Problem requirements.
Rewrite the lines below with every "pixel coordinates" swapped for "image coordinates" and nothing else changed. Omit the pictures from your answer.

## begin

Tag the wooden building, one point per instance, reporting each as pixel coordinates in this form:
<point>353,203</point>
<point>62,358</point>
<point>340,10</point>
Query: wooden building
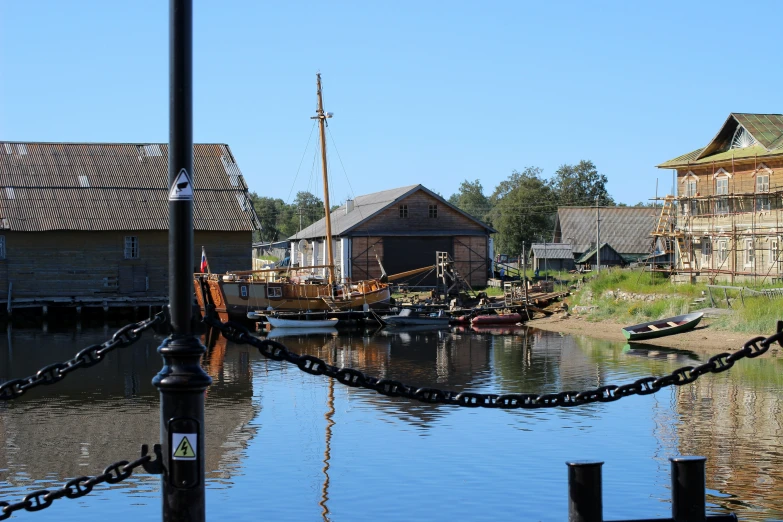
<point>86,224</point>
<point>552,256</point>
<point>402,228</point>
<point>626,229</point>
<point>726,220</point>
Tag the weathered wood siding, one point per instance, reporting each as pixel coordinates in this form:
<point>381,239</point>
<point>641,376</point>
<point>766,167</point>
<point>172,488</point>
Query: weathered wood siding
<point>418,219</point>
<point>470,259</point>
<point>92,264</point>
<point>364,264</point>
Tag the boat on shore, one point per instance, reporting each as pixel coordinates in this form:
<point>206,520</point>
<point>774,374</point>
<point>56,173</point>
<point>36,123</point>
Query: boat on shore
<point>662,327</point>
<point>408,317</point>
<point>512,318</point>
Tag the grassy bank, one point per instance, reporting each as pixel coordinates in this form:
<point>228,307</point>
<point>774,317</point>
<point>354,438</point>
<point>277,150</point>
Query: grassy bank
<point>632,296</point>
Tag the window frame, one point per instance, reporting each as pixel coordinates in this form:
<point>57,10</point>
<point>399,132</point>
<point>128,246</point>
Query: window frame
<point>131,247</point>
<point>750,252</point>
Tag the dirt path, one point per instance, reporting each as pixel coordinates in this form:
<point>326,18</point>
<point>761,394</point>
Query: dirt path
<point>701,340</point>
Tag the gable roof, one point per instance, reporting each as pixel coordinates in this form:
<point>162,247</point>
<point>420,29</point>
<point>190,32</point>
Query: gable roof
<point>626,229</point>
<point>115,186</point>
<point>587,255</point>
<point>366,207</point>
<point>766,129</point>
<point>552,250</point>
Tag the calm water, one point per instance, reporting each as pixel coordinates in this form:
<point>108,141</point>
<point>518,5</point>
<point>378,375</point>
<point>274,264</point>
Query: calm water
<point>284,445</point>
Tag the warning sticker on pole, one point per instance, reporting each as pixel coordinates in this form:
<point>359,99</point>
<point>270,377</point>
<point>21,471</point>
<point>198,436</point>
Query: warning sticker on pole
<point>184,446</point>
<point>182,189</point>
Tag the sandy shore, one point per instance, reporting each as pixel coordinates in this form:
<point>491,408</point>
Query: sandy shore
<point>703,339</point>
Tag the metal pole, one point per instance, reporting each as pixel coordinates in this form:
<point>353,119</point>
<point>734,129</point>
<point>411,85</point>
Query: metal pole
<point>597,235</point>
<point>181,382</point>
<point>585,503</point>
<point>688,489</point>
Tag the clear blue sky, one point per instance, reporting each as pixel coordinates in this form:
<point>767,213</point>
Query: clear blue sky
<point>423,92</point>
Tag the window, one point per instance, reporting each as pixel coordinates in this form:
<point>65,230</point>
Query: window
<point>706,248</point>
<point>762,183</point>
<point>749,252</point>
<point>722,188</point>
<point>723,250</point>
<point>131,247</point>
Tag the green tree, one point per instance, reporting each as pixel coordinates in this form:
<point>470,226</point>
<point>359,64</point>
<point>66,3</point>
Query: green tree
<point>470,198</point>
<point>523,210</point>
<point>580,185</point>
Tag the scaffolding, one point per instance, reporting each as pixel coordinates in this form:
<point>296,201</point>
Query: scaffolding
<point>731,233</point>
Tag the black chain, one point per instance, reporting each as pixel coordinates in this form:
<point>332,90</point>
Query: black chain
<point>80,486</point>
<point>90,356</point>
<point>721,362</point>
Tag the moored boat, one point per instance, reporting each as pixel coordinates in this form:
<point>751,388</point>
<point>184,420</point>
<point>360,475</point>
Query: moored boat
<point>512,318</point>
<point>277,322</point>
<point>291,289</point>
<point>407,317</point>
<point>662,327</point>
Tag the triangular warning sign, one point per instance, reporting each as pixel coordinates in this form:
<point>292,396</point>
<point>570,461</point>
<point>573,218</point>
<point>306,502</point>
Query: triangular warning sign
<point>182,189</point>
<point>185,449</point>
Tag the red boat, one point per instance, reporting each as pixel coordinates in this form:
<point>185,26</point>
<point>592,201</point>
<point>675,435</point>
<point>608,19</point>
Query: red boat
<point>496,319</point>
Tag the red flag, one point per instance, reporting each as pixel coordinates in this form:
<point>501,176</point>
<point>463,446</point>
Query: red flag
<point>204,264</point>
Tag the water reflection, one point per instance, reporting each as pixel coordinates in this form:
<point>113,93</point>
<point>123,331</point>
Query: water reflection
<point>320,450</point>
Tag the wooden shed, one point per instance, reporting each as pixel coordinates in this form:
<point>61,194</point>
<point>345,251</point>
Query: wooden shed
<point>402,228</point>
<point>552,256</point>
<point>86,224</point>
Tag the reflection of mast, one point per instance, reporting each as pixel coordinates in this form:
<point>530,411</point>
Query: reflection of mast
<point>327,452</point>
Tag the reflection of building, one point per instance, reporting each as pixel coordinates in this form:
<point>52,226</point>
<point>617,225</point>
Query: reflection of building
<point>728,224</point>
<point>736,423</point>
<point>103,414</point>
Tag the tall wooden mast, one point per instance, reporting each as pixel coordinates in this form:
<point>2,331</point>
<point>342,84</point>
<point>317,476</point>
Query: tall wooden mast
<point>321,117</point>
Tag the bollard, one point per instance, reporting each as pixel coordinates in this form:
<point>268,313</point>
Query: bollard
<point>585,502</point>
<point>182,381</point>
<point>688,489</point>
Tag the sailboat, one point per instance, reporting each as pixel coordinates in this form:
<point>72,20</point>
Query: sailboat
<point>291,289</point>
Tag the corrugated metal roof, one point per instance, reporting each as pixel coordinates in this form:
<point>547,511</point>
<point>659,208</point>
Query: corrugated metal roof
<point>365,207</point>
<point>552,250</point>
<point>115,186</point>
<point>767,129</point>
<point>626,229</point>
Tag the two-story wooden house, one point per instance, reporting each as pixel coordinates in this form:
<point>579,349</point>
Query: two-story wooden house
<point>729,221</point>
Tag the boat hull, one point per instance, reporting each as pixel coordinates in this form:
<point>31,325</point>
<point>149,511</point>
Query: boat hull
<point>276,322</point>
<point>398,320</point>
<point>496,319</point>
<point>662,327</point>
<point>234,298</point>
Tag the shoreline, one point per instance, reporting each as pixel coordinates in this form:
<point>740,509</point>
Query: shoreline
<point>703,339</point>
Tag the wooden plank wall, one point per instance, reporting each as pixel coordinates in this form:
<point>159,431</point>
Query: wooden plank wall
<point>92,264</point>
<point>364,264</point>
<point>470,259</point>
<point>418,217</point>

## end

Expected answer.
Tag the wooden building, one point per instance, reporting each as image coordinates in this form:
<point>353,203</point>
<point>62,358</point>
<point>340,10</point>
Query: wooden building
<point>86,224</point>
<point>552,256</point>
<point>402,228</point>
<point>626,229</point>
<point>726,220</point>
Tag the weathered wood siding, one point per instance, reporting each as image coordinates in this form:
<point>381,239</point>
<point>641,376</point>
<point>766,167</point>
<point>172,488</point>
Query: weathered wood siding
<point>418,219</point>
<point>470,259</point>
<point>92,264</point>
<point>364,264</point>
Tag the boat on shore, one point per instance, reporting each as image coordinates in this form:
<point>206,520</point>
<point>774,374</point>
<point>56,173</point>
<point>36,123</point>
Query: boat on shore
<point>662,327</point>
<point>408,317</point>
<point>512,318</point>
Tag the grassy bank, one point per instance, reporting each as image coordinates in this form:
<point>228,307</point>
<point>774,317</point>
<point>354,438</point>
<point>277,150</point>
Query: grassy bank
<point>632,296</point>
Tag the window frame, one point per instance, reporting each as image coordinates in this form:
<point>57,10</point>
<point>399,132</point>
<point>128,246</point>
Query: window frame
<point>131,247</point>
<point>750,252</point>
Tag the dirt path, one point per instance, reporting each as image coordinates in this form:
<point>326,18</point>
<point>761,394</point>
Query: dirt path
<point>701,340</point>
Tag the gable roof, one point per instance, reporting each as image coordinates in this form:
<point>162,247</point>
<point>420,29</point>
<point>190,32</point>
Query: gable roof
<point>626,229</point>
<point>115,186</point>
<point>587,255</point>
<point>366,207</point>
<point>766,129</point>
<point>552,250</point>
Tag the calm water, one point per instance, reporting each as image coordinates in this form:
<point>108,141</point>
<point>518,5</point>
<point>378,375</point>
<point>274,264</point>
Query: calm water
<point>284,445</point>
Tag the warning sticker on pole, one point per instance, reporting each as image coordinates in this form:
<point>359,99</point>
<point>270,377</point>
<point>21,471</point>
<point>198,436</point>
Query: warning sticker on pole
<point>184,446</point>
<point>182,189</point>
Tag the sandy shore, one point per instance, reporting each as image coordinates in this form:
<point>491,408</point>
Query: sandy shore
<point>703,339</point>
Tag the metal pole, one point per instance, reporting each as image coordinates in this form:
<point>353,119</point>
<point>734,129</point>
<point>411,85</point>
Query: metal pole
<point>597,235</point>
<point>181,382</point>
<point>585,503</point>
<point>688,489</point>
Tag the clear blue sky, one point per instance, reporting each as image coordinates in this form:
<point>767,213</point>
Query: clear blue sky
<point>423,92</point>
Tag the window, one point per instance, reporting each as image coordinates in this form:
<point>65,230</point>
Query: window
<point>706,248</point>
<point>762,183</point>
<point>749,252</point>
<point>722,188</point>
<point>723,250</point>
<point>131,247</point>
Tag the green tree, one point per instance, reporting each as image coordinates in this form:
<point>470,226</point>
<point>359,64</point>
<point>66,3</point>
Query: green tree
<point>470,198</point>
<point>523,210</point>
<point>580,185</point>
Tag the scaffolding, one point per instance, reporting each as image coordinates in this form:
<point>296,201</point>
Query: scaffolding
<point>731,233</point>
Tag the black chain, one point per instance, reporting each as image coordinates in this form:
<point>332,90</point>
Query: black chain
<point>80,486</point>
<point>90,356</point>
<point>721,362</point>
Tag the moored boat, one point per instance, reporting each as image coordinates in this form:
<point>751,388</point>
<point>184,420</point>
<point>360,475</point>
Query: moored boat
<point>512,318</point>
<point>277,322</point>
<point>291,289</point>
<point>407,317</point>
<point>662,327</point>
Tag the triangular warning sign, one point per instance, reporting each as image coordinates in this form:
<point>292,396</point>
<point>570,461</point>
<point>573,218</point>
<point>306,502</point>
Query: triangular warning sign
<point>182,189</point>
<point>185,449</point>
Tag the red boat, one point per instance, reporting each as image coordinates in this form:
<point>185,26</point>
<point>592,201</point>
<point>675,435</point>
<point>608,19</point>
Query: red boat
<point>496,319</point>
Tag the red flag, one point per instance, reporting each as image coordinates in this form:
<point>501,176</point>
<point>463,446</point>
Query: red flag
<point>204,264</point>
Tag the water reflection, one point per instance, reporting each as image coordinates in this form:
<point>113,93</point>
<point>123,331</point>
Query: water reflection
<point>320,450</point>
Tag the wooden shed, one point per instance, reporting each as image coordinates in this form:
<point>61,194</point>
<point>345,251</point>
Query: wooden shed
<point>402,228</point>
<point>552,256</point>
<point>86,224</point>
Tag the reflection of mast, one point per instance, reporting each as image coordinates in this form:
<point>530,411</point>
Query: reflection of mast
<point>327,452</point>
Tag the reflection of building, one point per instance, reporting each as image coordinates in this form:
<point>52,226</point>
<point>617,225</point>
Query: reflection of building
<point>728,224</point>
<point>736,423</point>
<point>103,414</point>
Tag the tall wooden mast, one point per instance, reporting each as image coordinates in this form:
<point>2,331</point>
<point>342,84</point>
<point>317,476</point>
Query: tall wooden mast
<point>321,117</point>
Tag the bollard, one point per instance, reporting each as image coordinates in this form:
<point>268,313</point>
Query: bollard
<point>585,502</point>
<point>182,381</point>
<point>688,489</point>
Tag the sailboat, one point per instance, reporting each as image coordinates in this form:
<point>72,20</point>
Query: sailboat
<point>291,289</point>
Tag the corrugated metal roof, one point per instance, reporting each as image coordinates in this form:
<point>547,511</point>
<point>659,208</point>
Query: corrugated metal roof
<point>365,207</point>
<point>552,250</point>
<point>115,186</point>
<point>767,129</point>
<point>626,229</point>
Tag the two-story wooden house, one point per instance, reporting each as image coordinates in this form:
<point>579,349</point>
Query: two-story wooden house
<point>729,221</point>
Tag the boat hull, one point per instance, reporting each as image coordinates in this form:
<point>31,325</point>
<point>149,511</point>
Query: boat hull
<point>276,322</point>
<point>398,320</point>
<point>496,319</point>
<point>662,327</point>
<point>234,298</point>
Tag the shoreline, one point per instance, reporting each as image coordinates in this form:
<point>740,509</point>
Query: shoreline
<point>703,339</point>
Tag the wooden plank wall, one point per instance, reporting each as image coordinates in this form:
<point>159,431</point>
Query: wooden plank wall
<point>92,264</point>
<point>364,264</point>
<point>470,259</point>
<point>418,217</point>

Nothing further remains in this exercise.